> Assignment: The reply to the records below should contain exactly the lines from the line with "Target: plaid shirt" through the line with "Guideline: for every instance of the grass", and nothing besides.

> Source material:
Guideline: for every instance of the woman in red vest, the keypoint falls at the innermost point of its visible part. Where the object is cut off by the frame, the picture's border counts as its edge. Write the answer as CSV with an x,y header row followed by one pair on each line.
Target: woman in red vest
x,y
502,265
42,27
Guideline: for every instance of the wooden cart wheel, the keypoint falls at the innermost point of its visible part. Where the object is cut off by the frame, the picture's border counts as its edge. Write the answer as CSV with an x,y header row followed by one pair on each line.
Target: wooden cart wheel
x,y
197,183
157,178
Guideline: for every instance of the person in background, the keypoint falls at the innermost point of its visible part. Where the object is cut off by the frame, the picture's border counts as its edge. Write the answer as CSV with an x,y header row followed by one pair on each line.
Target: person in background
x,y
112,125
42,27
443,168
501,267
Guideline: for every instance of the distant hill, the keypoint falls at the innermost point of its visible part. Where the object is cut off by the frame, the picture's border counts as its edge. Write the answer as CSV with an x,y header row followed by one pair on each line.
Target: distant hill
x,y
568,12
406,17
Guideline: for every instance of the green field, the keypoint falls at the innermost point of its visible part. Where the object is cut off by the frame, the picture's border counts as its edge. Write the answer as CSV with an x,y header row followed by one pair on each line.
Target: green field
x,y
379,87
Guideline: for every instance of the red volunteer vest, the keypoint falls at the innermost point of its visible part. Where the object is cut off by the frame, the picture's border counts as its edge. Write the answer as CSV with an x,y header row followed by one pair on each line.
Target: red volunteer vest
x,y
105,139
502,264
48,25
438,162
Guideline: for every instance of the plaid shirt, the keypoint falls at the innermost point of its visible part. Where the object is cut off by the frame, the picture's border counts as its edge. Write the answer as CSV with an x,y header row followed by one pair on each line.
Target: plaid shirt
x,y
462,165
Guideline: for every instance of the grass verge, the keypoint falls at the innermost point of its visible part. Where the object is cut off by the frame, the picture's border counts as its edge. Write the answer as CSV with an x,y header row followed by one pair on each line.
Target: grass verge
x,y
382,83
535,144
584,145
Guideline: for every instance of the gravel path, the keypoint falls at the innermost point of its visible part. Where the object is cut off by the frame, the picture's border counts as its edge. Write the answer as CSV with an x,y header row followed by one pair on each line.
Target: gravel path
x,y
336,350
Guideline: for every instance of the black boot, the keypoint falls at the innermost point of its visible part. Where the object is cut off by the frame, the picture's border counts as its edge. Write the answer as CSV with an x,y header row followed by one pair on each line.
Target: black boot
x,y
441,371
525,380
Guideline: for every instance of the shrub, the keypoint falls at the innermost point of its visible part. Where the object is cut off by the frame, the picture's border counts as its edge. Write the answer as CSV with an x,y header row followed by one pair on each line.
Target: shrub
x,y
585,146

* * *

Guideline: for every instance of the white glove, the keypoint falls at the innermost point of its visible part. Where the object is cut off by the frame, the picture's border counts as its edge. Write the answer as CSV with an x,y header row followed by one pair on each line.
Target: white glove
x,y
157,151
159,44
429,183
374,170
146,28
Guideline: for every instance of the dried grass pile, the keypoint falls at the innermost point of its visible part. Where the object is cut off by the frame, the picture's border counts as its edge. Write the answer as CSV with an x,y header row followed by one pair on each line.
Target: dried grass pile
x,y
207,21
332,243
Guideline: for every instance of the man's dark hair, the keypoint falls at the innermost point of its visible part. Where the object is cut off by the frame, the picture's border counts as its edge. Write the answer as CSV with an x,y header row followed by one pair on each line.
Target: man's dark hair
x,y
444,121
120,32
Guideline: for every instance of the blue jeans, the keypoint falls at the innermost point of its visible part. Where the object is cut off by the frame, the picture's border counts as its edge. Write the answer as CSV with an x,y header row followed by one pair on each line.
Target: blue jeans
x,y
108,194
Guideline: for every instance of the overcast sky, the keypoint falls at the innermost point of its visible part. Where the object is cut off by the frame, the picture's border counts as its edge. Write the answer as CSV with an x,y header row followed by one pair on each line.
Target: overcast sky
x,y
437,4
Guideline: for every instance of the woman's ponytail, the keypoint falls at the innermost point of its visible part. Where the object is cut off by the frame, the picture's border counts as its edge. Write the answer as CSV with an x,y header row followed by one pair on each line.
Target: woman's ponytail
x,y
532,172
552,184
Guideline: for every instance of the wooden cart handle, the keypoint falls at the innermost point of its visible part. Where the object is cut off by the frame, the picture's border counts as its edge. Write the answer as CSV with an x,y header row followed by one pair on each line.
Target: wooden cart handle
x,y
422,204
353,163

--

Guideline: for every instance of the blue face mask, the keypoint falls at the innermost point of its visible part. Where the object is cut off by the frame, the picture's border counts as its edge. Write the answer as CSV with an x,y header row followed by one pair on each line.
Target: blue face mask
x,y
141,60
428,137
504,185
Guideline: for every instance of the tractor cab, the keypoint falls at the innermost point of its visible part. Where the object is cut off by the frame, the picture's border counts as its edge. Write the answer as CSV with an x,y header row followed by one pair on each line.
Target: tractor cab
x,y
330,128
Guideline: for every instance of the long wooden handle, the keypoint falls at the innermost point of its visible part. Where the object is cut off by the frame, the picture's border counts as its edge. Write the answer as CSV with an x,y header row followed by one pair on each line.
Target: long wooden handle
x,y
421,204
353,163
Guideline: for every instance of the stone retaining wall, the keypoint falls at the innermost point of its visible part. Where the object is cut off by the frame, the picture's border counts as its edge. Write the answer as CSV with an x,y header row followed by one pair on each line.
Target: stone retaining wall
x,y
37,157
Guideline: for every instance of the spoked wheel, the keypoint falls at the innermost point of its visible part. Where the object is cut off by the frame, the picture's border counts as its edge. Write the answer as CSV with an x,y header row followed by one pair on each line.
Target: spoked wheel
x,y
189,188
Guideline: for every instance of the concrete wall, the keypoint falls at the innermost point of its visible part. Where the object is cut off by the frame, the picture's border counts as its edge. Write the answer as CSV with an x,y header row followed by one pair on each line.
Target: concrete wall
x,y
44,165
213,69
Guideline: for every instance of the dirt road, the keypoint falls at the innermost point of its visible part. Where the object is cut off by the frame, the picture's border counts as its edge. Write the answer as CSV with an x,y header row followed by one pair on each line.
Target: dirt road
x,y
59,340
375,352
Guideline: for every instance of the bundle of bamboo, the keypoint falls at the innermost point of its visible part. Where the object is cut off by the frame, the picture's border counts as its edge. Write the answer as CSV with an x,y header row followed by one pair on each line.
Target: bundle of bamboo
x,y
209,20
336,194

> Finished task:
Target: plaid shirt
x,y
462,165
Guideline: for every instance of the grass verge, the keypoint falls at the innermost point of its visible part. Where the object is cut off by the frame, the picture's border counts as its edge. Write the answer as CSV with an x,y header row followed by one pair on each line.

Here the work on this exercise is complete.